▶ [WHAT THIS TASK INVOLVES]
Show all lines of the entries in which the word "below" is found.

Top of SUPPLIED DATA

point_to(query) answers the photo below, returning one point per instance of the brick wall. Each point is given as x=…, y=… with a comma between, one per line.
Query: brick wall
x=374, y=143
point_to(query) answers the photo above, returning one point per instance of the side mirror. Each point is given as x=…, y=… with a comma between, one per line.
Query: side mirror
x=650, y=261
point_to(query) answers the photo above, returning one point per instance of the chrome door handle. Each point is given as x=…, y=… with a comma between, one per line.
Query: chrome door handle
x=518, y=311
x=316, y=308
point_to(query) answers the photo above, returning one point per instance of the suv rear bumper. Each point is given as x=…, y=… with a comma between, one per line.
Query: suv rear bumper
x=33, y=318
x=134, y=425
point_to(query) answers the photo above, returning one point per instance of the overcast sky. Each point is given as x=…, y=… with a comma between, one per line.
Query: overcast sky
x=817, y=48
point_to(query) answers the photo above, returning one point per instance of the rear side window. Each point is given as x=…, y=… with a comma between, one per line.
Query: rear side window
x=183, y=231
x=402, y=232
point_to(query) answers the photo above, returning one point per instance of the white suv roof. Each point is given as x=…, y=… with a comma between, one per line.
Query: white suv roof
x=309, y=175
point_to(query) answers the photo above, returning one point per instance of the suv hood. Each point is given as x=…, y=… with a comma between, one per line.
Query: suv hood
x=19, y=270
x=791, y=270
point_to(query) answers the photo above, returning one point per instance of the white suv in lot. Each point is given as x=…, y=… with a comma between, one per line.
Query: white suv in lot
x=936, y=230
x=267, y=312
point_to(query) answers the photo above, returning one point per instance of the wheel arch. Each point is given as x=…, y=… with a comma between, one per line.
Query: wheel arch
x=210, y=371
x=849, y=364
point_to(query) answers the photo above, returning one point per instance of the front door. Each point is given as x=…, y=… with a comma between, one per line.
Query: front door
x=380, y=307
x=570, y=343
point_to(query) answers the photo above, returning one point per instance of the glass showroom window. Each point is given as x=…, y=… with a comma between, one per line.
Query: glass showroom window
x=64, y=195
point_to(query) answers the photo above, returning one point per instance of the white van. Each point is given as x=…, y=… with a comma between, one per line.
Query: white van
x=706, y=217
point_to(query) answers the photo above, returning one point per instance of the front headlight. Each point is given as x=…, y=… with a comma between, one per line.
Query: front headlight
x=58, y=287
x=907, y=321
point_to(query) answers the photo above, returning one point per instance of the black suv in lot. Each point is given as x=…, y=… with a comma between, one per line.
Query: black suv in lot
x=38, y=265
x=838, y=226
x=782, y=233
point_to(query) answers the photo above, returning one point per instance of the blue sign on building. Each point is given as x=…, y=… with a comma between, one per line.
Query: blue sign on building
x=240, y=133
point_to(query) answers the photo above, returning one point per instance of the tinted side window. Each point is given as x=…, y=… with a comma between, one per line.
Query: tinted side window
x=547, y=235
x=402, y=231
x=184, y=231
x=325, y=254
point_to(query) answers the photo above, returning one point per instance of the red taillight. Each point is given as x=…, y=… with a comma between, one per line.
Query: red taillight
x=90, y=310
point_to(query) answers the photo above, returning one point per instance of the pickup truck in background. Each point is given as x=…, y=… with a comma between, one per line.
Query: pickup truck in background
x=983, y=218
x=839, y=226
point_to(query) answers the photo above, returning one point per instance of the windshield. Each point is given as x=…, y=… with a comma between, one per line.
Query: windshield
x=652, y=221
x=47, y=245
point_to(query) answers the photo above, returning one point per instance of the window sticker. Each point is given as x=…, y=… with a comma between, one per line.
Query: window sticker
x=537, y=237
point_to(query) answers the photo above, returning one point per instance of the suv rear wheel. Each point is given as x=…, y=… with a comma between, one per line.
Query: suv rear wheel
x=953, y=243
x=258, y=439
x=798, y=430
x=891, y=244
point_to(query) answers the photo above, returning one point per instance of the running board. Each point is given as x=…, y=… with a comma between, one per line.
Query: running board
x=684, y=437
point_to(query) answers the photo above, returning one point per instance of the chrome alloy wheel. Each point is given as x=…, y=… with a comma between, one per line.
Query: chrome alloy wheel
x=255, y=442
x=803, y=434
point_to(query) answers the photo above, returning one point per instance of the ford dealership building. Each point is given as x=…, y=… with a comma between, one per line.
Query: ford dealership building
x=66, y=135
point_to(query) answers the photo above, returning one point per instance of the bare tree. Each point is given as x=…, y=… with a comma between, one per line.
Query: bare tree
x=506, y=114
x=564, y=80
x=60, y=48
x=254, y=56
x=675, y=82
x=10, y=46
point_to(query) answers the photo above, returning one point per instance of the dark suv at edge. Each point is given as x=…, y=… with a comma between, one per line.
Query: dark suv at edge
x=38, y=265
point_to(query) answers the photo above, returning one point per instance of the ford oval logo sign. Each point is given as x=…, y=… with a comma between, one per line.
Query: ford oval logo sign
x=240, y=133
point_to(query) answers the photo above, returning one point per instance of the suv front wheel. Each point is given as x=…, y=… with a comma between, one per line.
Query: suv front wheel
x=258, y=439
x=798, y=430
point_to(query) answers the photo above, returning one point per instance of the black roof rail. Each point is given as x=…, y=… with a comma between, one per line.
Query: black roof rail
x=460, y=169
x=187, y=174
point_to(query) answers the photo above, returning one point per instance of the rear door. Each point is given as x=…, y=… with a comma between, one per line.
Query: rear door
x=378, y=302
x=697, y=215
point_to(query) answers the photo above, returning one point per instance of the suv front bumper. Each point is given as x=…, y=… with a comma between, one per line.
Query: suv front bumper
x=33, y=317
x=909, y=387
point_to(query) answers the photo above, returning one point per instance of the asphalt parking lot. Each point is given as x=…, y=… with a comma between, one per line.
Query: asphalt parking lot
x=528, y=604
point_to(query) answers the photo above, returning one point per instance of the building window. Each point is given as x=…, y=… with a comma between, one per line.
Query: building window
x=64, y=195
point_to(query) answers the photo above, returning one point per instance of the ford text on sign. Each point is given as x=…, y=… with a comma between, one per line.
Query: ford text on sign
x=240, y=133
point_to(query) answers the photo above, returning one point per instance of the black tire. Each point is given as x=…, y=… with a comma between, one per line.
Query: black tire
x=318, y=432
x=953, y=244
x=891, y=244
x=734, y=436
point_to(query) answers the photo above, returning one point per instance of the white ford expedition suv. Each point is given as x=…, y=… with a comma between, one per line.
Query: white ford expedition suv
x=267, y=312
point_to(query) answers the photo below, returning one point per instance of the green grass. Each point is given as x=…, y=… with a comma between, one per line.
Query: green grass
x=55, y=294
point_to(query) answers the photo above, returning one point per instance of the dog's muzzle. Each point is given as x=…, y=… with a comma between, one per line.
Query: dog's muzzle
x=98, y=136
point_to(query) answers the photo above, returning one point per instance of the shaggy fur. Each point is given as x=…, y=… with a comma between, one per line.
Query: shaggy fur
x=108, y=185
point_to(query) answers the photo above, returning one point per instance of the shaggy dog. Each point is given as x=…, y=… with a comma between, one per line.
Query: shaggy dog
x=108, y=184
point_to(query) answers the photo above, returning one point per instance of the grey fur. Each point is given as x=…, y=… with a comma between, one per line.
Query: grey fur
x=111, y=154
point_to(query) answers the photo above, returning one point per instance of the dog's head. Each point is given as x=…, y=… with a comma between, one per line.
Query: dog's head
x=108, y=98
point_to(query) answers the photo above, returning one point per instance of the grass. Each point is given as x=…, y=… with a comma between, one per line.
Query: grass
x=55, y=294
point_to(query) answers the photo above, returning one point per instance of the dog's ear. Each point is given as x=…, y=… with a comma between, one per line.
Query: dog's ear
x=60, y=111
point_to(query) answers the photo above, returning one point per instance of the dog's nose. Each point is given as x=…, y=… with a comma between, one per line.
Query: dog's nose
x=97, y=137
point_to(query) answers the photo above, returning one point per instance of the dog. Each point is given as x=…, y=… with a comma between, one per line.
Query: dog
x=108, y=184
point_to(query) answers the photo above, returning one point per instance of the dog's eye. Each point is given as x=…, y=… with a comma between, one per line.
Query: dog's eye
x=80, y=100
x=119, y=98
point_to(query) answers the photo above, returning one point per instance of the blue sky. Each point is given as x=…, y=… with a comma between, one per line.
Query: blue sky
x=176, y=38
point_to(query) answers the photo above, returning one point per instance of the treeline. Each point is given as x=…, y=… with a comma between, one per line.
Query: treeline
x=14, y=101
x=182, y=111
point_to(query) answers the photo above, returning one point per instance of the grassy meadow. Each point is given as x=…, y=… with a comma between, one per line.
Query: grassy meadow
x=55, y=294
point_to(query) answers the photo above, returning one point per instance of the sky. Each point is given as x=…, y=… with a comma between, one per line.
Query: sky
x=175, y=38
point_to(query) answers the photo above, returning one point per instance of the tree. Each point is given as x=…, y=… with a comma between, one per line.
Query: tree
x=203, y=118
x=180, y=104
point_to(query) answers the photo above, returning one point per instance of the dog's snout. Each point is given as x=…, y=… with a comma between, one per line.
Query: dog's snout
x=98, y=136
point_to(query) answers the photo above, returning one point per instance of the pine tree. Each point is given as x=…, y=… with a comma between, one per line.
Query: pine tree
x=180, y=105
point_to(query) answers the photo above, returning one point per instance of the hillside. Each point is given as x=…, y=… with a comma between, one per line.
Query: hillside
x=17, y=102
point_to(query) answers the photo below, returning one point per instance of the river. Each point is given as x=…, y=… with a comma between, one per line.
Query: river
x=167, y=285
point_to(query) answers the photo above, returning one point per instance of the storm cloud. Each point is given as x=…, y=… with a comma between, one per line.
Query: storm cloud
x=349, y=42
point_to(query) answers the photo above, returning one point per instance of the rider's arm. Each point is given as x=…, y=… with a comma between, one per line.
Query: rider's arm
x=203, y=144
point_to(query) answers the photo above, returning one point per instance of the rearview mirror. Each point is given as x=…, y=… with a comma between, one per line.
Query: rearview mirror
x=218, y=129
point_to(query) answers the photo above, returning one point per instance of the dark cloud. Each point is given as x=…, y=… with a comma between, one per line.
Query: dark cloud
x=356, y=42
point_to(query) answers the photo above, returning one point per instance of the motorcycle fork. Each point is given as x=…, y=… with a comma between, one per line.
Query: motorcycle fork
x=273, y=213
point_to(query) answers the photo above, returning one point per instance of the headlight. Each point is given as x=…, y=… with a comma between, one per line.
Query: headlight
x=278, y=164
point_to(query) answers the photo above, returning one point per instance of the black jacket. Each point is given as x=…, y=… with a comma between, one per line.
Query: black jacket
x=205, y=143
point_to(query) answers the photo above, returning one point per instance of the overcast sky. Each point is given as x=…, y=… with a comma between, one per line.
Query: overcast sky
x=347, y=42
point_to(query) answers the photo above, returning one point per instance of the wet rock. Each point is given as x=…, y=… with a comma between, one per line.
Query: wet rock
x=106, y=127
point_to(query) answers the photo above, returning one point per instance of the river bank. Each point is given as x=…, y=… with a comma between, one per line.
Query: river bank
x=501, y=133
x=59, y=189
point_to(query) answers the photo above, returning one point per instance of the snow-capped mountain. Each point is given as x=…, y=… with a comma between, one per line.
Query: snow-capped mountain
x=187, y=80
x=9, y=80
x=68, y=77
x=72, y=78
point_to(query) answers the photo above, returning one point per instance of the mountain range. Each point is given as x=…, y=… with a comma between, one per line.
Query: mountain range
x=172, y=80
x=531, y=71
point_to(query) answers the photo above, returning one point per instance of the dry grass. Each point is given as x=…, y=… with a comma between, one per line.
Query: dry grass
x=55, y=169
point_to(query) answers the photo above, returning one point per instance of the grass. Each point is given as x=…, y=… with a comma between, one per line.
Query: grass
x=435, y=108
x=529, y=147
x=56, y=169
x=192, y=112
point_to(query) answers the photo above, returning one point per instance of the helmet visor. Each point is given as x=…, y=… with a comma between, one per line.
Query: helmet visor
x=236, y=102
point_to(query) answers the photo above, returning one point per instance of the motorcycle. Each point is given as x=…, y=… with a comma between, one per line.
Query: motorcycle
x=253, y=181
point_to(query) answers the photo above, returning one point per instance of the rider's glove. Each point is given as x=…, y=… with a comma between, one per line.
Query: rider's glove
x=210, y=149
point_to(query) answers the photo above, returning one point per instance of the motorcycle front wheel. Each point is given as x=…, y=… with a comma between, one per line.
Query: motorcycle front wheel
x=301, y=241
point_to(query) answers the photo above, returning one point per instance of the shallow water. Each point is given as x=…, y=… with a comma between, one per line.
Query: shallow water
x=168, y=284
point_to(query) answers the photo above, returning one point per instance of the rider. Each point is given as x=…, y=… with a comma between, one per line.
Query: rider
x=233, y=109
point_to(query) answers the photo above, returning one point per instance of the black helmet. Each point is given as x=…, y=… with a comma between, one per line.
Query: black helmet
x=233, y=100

Bottom of SUPPLIED DATA

▶ [RESULT FOR THIS EXERCISE]
point_to(query) answers the photo below, returning one point per instance of the brick wall. Each point is given as x=…, y=… with a comma between, one per line.
point_to(query) answers the photo below, returning one point per instance of the green grass. Each point is given as x=…, y=… with a comma between, one per line.
point_to(query) answers the photo below, returning one point per instance of the river. Each point is given as x=…, y=… with a comma between, one per line.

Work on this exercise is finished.